--- Begin Selected excerpt ---

Allen came under fire earlier Thursday after inappropriate and racially insensitive tweets he made while in high school emerged. The social media posts, which no longer appear on Allen's page, contained racial slurs and offensive language, according to Yahoo! Sports. Allen told reporters after his selection that those tweets had been deleted a few months, or even a year ago.
Allen confirmed that after the tweets surfaced "a couple of teams" reached out to him and his agency to make sure they were real and to have him explain his actions. Allen didn't speak directly with any of the clubs -- his agents handled that. That is, except for one team, the one that ended up drafting him.
"They just basically wanted an explanation of everything and I gave it to them," Allen said of the Bills. "I owned up to my mistakes. They trusted me. They trusted my judgment. I think they did their due diligence, talked to my coaches, my teammates. There had never been an problem with me and my teammates. I love those guys, and I guarantee they said good things about me."
Whether Allen will be received well in a professional locker room, given his race-tinged tweets, was a serious question all of Thursday.
"I'm going to be myself," Allen told reporters of how he will introduce himself to his new Bills teammates. "There were no malintentions with those tweets. ... I had a lot of teammates reach out to me. They said, 'I don't care what the tweets say. I know who you are. You my guy, and none of that's ever going to change.'"

--- End Selected excerpt ---

→ **Tasks to carry out**
**1.** In the article on Allen's old tweets, which outlet reported that the posts contained racial slurs and offensive language?
**2.** Do these statements agree with the article on Allen's old tweets? (a) Allen spoke directly with every club that contacted him about the tweets. (b) Allen said he believed the Bills talked to his coaches and teammates. (c) Allen wrote the tweets while he was in high school.
The material after this article is not needed.

--- Begin Excerpted records ---

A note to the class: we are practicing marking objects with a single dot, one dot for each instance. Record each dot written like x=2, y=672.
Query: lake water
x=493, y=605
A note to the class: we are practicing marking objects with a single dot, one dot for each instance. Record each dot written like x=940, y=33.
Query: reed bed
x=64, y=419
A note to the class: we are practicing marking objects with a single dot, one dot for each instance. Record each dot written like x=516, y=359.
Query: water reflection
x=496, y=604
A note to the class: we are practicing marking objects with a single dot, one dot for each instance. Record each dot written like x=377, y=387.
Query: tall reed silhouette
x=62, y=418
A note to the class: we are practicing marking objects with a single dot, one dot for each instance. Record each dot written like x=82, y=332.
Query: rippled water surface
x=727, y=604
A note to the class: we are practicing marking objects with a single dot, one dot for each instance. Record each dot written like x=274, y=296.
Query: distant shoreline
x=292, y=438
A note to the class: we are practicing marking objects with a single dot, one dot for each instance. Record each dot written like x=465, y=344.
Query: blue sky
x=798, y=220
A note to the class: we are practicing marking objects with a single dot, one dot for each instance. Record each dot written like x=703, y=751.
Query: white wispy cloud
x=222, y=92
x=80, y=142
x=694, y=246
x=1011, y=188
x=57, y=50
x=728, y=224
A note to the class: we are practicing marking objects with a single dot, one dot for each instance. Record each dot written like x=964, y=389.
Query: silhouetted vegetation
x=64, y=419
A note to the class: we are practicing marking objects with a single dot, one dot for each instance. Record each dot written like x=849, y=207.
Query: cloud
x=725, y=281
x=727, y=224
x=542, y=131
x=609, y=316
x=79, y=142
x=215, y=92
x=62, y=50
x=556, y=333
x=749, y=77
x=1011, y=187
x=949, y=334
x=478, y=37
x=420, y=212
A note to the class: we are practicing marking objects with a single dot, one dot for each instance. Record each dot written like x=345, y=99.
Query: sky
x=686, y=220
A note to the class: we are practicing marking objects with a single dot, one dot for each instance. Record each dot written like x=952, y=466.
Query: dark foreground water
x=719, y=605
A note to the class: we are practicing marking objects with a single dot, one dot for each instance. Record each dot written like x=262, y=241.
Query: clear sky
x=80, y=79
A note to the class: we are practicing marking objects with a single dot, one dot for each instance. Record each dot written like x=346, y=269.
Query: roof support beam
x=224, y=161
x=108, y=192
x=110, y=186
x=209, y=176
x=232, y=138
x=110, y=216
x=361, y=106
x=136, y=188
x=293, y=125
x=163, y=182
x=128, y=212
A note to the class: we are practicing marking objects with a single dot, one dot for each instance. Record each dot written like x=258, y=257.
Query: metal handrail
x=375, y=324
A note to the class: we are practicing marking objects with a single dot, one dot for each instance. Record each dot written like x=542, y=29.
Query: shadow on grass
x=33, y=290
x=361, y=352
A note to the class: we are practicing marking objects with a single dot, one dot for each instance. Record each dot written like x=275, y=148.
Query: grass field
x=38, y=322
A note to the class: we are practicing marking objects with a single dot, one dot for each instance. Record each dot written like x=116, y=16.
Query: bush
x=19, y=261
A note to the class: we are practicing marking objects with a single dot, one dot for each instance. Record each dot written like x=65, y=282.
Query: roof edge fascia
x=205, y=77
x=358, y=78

--- End Excerpted records ---

→ **Worked solutions**
**1.** Yahoo! Sports

**2.**
(a) No: "Allen didn't speak directly with any of the clubs -- his agents handled that."
(b) Yes: "I think they did their due diligence, talked to my coaches, my teammates."
(c) Yes: "tweets he made while in high school"